* TAREFAS A FAZER:
[1] Diz se cada afirmação está de acordo com o excerto, respondendo sim ou não e citando as palavras que o decidem: (a) O passeio pela City começou em Blackfriars. (b) O grupo chegou a ver os trastes no mercado de Portobello. (c) A mensagem tem data de 28 de setembro de 2024.
[2] Responde a estas perguntas com base no excerto:
(a) Junto de que edifício fica o museu onde o autor nunca tinha estado?
(b) Para onde se regressa depois do passeio junto do Tamisa?
(c) Em que aeroporto larga o metro os viajantes?
[3] Reproduz sem alterações o trecho do excerto entre "Guiné 61/74 - P26498: Os" e "(Mário Beja Santos)", inclusive.

* EXCERTO FORNECIDO:
********************
Guiné 61/74 - P26498: Os nossos seres, saberes e lazeres (669): Itinerâncias avulsas… Mas saudades sem conto (192): From Southeast to the North of England; and back to London (11) (Mário Beja Santos)

1. Mensagem do nosso camarada Mário Beja Santos (ex-Alf Mil Inf, CMDT do Pel Caç Nat 52, Missirá e Bambadinca, 1968/70), com data de 28 de Setembro de 2024:

Queridos amigos,
A sugestão de um passeio pela City prevaleceu, bem sonhei ir ver os trastes no mercado de Portobello e passear no Mall, ou olhar embasbacado a entrada do Covent Garden, fiz propostas mirabolantes como a visita da Royal Academy of Arts e até passeio em Hyde Park, vingou a prudência de fazer tudo a direito desde Blackfriars, cirandar pela City, beber um café e morder algo antes de entrar num impressionante museu onde nunca estive, junto de Somerset House. Dele falaremos a seguir, ainda haverá um passeio junto do Tamisa, regressa-se a Richmond, e depois do almoço há o solene adeus e aquele miraculoso metro que nos larga em Heathrow, agora são uns bons quilómetros a pé dentro de um dos maiores aeroportos do mundo.
********************
* REGISTOS:
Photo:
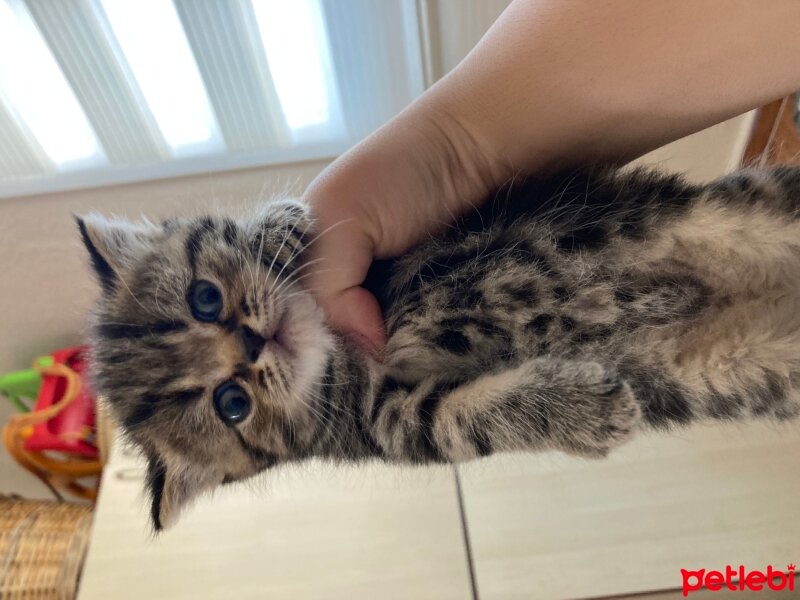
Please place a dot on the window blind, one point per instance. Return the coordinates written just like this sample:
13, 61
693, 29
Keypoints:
106, 91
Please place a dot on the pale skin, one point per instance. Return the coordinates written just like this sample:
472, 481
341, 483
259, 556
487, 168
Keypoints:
554, 83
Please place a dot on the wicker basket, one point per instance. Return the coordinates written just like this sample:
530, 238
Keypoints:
42, 546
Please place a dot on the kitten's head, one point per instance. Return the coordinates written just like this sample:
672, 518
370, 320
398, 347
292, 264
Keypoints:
205, 345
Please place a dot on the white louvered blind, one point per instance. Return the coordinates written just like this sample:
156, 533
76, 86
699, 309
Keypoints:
106, 91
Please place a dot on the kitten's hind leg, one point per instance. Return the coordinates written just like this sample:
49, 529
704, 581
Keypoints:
580, 407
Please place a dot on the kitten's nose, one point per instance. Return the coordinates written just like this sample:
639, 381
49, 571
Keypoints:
253, 343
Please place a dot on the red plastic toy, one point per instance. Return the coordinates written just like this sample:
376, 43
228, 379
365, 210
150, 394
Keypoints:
72, 429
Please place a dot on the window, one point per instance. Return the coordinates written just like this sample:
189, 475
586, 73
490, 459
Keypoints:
106, 91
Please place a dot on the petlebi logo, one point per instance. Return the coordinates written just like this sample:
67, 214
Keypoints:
739, 579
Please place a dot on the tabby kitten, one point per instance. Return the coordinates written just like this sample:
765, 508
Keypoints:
564, 314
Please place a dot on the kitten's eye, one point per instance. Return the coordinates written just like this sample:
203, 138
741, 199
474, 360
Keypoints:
205, 300
232, 402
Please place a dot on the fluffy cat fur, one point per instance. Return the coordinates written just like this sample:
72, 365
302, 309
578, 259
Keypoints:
564, 314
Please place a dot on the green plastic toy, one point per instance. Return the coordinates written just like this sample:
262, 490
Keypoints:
22, 387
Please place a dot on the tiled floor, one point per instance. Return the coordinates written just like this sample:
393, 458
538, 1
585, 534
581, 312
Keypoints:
543, 526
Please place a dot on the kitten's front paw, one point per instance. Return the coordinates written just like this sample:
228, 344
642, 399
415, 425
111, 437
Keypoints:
607, 414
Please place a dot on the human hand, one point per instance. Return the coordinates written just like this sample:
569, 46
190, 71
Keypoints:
411, 177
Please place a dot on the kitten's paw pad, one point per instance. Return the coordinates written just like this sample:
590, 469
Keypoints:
608, 418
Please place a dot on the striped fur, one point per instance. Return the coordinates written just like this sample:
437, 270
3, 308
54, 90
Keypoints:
564, 314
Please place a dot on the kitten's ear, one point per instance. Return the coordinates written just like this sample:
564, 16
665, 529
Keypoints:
113, 245
172, 489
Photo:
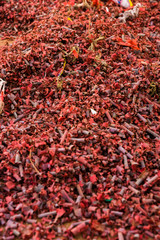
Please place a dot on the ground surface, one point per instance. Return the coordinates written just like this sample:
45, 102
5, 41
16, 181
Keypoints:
80, 126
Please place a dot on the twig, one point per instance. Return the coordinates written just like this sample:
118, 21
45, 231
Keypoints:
30, 155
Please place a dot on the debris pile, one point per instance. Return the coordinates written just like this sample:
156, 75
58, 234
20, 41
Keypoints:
80, 125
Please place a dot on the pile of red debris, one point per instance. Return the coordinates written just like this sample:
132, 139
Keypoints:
80, 125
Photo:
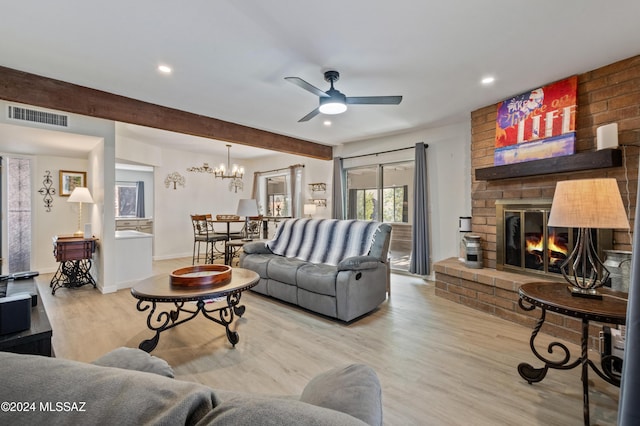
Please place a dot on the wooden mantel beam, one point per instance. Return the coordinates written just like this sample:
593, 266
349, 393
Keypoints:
31, 89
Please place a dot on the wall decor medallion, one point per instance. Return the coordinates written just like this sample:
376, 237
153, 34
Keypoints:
175, 178
47, 191
69, 180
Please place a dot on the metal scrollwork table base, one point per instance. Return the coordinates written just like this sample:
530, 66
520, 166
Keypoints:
556, 297
170, 306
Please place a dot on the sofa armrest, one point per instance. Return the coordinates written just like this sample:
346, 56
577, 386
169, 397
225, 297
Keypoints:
135, 359
256, 247
358, 263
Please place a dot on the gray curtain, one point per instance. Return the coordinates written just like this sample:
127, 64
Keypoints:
419, 263
140, 200
254, 189
338, 197
629, 406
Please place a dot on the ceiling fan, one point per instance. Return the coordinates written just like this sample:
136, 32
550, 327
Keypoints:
335, 102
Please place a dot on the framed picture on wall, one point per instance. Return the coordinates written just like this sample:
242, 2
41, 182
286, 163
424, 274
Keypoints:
69, 180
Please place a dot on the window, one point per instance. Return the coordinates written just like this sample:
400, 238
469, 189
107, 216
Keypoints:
383, 192
126, 199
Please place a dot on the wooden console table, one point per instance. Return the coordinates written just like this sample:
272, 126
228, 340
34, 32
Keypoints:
37, 339
74, 255
555, 297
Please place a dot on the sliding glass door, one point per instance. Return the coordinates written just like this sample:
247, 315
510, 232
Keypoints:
384, 192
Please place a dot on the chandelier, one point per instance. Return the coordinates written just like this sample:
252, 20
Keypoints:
223, 171
228, 172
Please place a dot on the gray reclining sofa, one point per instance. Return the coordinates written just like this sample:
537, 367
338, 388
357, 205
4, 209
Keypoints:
337, 268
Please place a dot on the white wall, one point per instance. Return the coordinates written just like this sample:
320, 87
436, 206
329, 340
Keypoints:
202, 193
449, 177
63, 217
99, 165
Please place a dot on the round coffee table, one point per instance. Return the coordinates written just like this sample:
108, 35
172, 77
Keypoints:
157, 293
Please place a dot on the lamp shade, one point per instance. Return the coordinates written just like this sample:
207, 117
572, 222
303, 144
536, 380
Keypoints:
247, 207
588, 203
80, 194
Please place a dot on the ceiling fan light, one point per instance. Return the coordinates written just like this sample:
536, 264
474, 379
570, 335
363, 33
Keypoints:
333, 107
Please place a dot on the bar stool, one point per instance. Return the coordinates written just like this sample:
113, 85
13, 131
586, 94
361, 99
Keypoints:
203, 233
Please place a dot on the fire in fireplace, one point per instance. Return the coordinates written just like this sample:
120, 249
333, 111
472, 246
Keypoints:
524, 242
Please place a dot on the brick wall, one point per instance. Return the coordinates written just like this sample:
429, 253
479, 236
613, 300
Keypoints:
610, 94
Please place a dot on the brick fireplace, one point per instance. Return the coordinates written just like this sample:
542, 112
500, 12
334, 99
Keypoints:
525, 244
610, 94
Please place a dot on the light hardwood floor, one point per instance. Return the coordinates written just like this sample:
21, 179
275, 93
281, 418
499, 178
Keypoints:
439, 363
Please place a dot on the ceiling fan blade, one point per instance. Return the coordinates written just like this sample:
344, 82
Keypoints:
306, 86
310, 115
375, 100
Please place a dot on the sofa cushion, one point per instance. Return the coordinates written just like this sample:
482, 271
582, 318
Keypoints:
318, 278
357, 263
323, 240
284, 269
257, 263
316, 302
102, 395
257, 410
353, 389
135, 359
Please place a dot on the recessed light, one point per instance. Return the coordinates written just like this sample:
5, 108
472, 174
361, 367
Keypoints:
488, 80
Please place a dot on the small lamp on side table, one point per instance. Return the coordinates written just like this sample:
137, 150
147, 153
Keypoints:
247, 208
587, 204
80, 195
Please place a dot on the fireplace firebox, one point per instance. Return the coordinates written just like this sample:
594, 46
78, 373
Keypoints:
524, 242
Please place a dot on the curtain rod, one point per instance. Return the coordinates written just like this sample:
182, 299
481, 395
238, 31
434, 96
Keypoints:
383, 152
284, 168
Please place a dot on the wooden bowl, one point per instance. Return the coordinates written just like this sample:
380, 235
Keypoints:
201, 276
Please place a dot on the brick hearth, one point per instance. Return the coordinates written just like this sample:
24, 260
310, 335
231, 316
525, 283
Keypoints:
610, 94
496, 292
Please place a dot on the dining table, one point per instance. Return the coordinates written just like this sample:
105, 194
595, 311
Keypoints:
228, 221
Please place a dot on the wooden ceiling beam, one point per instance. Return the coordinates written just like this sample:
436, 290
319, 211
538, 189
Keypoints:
31, 89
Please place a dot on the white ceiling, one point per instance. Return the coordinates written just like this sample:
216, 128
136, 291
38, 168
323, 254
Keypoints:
230, 58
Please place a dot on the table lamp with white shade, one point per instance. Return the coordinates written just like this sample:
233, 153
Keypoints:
80, 195
587, 204
247, 208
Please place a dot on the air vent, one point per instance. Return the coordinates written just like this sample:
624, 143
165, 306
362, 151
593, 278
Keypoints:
24, 114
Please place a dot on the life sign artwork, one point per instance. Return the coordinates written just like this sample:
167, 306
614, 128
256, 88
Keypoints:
537, 124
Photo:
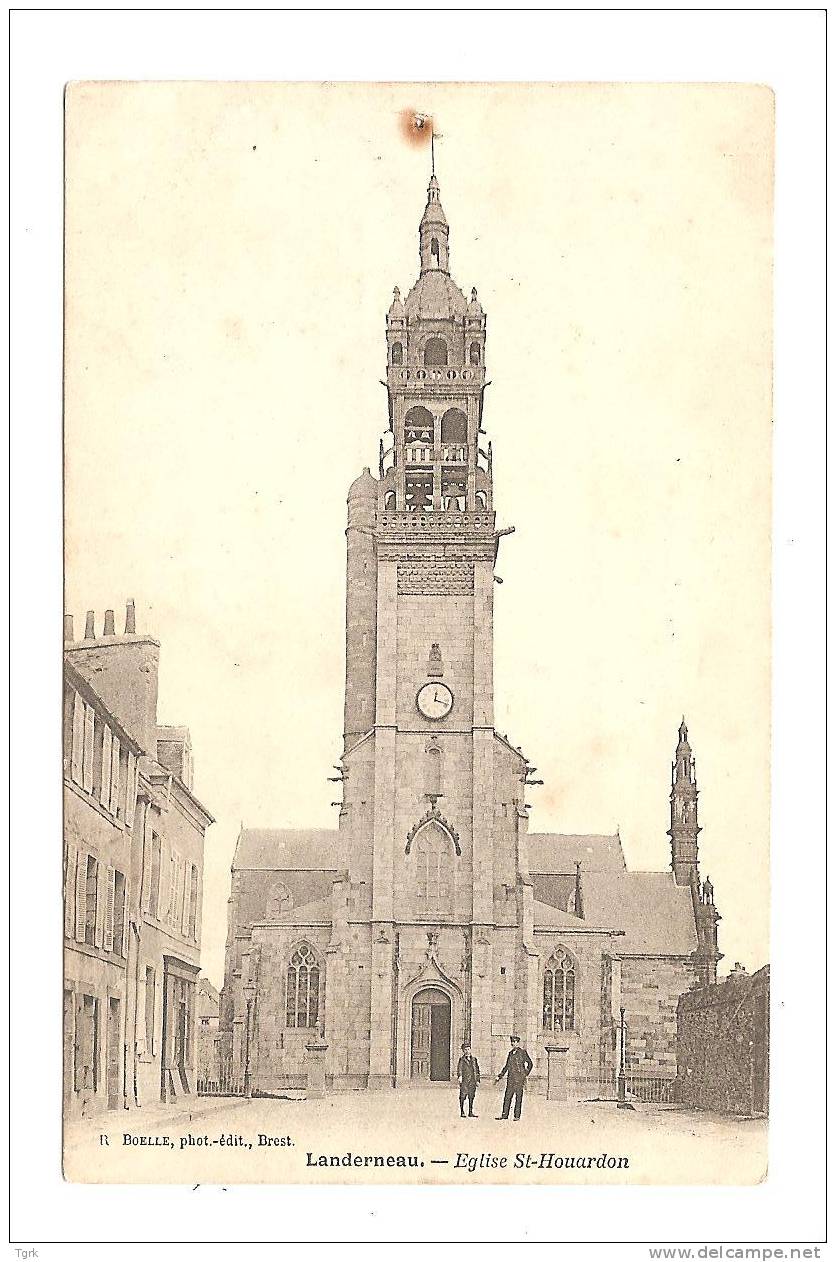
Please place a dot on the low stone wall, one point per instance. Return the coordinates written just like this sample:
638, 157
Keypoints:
722, 1045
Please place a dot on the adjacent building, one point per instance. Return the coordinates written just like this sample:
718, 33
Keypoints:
431, 914
134, 836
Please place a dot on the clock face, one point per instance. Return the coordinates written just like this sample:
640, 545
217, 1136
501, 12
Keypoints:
435, 701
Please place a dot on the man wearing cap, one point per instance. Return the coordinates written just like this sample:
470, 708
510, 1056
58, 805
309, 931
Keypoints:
518, 1067
469, 1078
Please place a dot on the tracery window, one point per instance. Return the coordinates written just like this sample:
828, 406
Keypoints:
436, 352
558, 992
303, 990
435, 872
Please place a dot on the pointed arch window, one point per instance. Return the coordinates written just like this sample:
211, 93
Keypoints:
303, 990
436, 353
433, 858
558, 992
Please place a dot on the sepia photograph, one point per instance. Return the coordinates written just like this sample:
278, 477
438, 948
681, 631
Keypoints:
417, 634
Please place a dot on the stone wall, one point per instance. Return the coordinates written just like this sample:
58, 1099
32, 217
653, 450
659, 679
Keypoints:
650, 990
722, 1045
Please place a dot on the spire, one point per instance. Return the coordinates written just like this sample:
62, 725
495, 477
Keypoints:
683, 813
433, 231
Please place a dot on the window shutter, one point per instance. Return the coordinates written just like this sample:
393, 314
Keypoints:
77, 738
114, 776
187, 892
90, 731
123, 945
81, 895
148, 847
179, 910
110, 908
101, 900
106, 741
164, 882
70, 892
130, 796
150, 1035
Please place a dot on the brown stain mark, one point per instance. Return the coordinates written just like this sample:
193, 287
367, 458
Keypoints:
416, 128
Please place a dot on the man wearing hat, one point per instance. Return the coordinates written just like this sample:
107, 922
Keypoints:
469, 1079
518, 1067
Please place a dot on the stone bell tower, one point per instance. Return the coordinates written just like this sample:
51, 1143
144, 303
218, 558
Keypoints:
418, 756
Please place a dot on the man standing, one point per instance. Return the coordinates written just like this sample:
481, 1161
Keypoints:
469, 1078
518, 1067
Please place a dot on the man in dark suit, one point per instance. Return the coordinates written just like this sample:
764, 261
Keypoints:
515, 1070
469, 1079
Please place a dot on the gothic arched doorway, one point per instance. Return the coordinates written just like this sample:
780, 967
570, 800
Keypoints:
431, 1036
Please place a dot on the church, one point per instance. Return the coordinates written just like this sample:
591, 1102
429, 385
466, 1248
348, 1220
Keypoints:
432, 915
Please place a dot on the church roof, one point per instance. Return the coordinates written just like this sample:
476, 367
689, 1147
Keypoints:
558, 853
552, 918
656, 913
435, 295
282, 849
307, 914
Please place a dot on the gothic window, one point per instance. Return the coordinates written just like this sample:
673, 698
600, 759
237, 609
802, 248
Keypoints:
418, 492
433, 860
279, 900
453, 427
303, 990
558, 992
418, 425
436, 353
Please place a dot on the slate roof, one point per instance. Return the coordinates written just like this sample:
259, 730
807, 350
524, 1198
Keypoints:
558, 852
308, 913
656, 913
552, 918
287, 849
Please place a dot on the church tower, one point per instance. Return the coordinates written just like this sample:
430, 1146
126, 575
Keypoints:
422, 779
683, 813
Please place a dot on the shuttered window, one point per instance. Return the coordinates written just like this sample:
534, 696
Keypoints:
91, 900
71, 857
107, 938
120, 918
114, 778
130, 793
90, 736
106, 742
77, 757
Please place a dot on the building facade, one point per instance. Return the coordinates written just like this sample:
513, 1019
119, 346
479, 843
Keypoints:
432, 914
134, 836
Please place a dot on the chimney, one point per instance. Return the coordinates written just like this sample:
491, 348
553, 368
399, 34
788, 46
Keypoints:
124, 670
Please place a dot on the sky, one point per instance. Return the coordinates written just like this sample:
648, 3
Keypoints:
231, 251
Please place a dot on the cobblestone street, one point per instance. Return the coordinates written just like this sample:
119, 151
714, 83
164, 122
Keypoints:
414, 1136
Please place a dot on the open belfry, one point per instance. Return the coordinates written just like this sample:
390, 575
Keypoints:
432, 915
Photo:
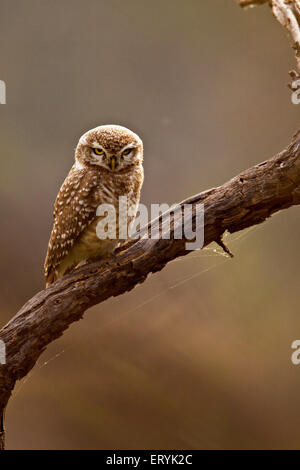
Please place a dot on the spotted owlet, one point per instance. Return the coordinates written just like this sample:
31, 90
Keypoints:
108, 164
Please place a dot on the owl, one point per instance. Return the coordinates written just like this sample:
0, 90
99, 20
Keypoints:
108, 164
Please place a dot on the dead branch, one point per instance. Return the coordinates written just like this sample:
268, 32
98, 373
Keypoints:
287, 12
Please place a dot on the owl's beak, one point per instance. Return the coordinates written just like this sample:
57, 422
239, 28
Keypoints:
113, 163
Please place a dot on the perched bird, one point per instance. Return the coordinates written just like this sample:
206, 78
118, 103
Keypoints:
108, 164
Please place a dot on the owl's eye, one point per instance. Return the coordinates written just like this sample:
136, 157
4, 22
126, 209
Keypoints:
127, 152
98, 151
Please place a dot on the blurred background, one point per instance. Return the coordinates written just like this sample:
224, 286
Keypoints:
198, 357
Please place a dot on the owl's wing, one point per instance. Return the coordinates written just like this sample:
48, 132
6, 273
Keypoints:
75, 208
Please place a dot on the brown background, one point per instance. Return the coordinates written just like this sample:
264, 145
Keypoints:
198, 356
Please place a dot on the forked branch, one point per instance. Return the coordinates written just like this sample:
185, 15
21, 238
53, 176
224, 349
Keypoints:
246, 200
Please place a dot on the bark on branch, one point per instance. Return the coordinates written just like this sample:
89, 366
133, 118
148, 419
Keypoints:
246, 200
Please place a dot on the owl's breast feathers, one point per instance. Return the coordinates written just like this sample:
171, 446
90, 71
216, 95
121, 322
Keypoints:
75, 214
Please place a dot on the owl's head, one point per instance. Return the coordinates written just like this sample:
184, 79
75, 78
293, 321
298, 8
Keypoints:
112, 147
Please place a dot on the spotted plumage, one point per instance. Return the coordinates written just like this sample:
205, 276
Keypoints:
108, 164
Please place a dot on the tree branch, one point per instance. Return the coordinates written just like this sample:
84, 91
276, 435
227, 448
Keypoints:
287, 12
246, 200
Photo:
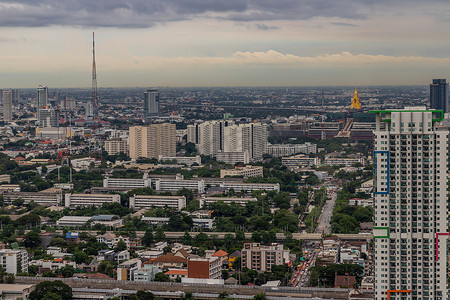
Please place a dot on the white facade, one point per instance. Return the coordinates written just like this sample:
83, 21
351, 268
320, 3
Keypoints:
237, 187
148, 201
115, 146
247, 171
233, 158
72, 221
74, 200
410, 204
185, 160
127, 182
41, 198
216, 136
281, 150
227, 200
261, 258
300, 160
14, 261
174, 185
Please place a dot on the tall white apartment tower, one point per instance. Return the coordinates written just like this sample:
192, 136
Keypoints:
7, 105
410, 205
151, 103
42, 98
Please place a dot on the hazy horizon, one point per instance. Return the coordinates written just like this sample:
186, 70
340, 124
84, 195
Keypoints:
207, 43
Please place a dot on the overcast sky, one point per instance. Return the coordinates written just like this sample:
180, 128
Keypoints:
151, 43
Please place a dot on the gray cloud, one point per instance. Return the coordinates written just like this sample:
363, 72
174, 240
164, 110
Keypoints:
146, 13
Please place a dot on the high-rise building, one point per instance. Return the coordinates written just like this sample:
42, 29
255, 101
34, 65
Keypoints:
115, 146
439, 94
151, 103
410, 204
48, 117
42, 98
153, 140
7, 105
222, 136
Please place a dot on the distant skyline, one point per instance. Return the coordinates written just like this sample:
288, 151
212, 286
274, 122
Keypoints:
149, 43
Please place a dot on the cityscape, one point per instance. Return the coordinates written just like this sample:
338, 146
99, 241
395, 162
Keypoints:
256, 188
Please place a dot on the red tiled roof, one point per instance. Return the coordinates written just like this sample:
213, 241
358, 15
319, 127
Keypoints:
220, 253
176, 272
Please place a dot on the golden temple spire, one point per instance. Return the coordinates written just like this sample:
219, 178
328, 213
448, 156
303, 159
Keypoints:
355, 101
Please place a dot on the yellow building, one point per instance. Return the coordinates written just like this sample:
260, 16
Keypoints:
355, 101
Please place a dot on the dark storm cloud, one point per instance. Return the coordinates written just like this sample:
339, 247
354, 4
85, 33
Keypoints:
********************
* RESPOSTAS RESOLVIDAS:
[1]
(a) Sim: "vingou a prudência de fazer tudo a direito desde Blackfriars"
(b) Não: "A sugestão de um passeio pela City prevaleceu, bem sonhei ir ver os trastes no mercado de Portobello"
(c) Sim: "com data de 28 de Setembro de 2024"

[2]
(a) Somerset House
(b) Richmond
(c) Heathrow

[3]
Guiné 61/74 - P26498: Os nossos seres, saberes e lazeres (669): Itinerâncias avulsas… Mas saudades sem conto (192): From Southeast to the North of England; and back to London (11) (Mário Beja Santos)